- Dataset excerpts -

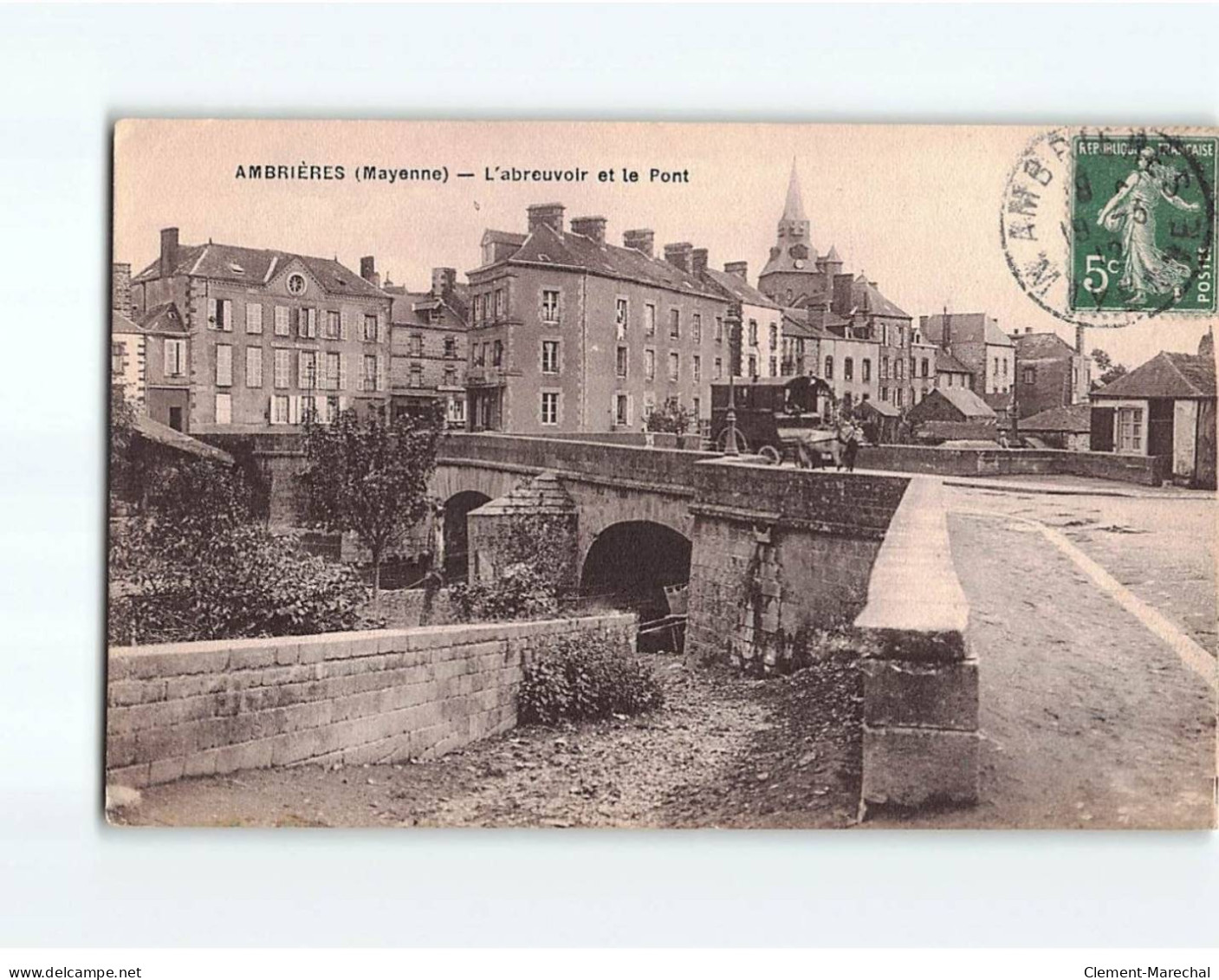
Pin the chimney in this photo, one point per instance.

--

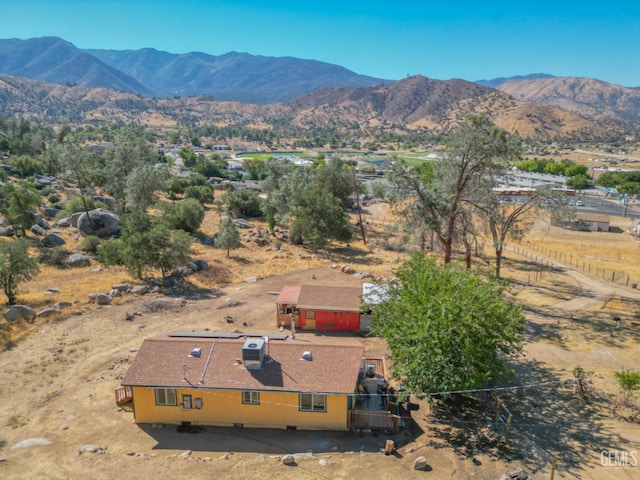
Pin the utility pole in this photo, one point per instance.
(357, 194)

--

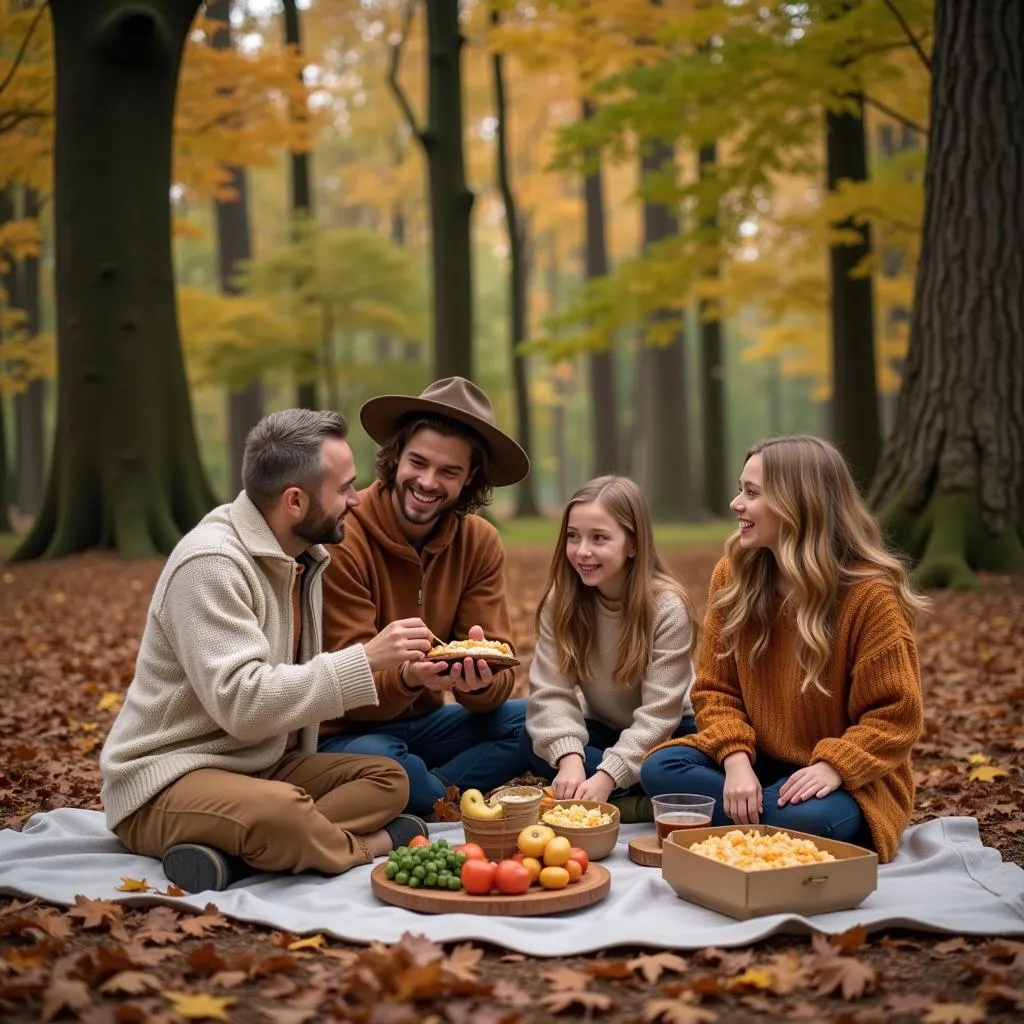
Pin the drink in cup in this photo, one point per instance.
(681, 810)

- Job -
List each line above that contains the word "this", copying every such line in full. Case counts.

- Answer for the task -
Pin the chimney in this photo, one point per instance.
Pin the utility pole in this photo, one point per instance.
Pin the drink in cup in this photo, one point per instance.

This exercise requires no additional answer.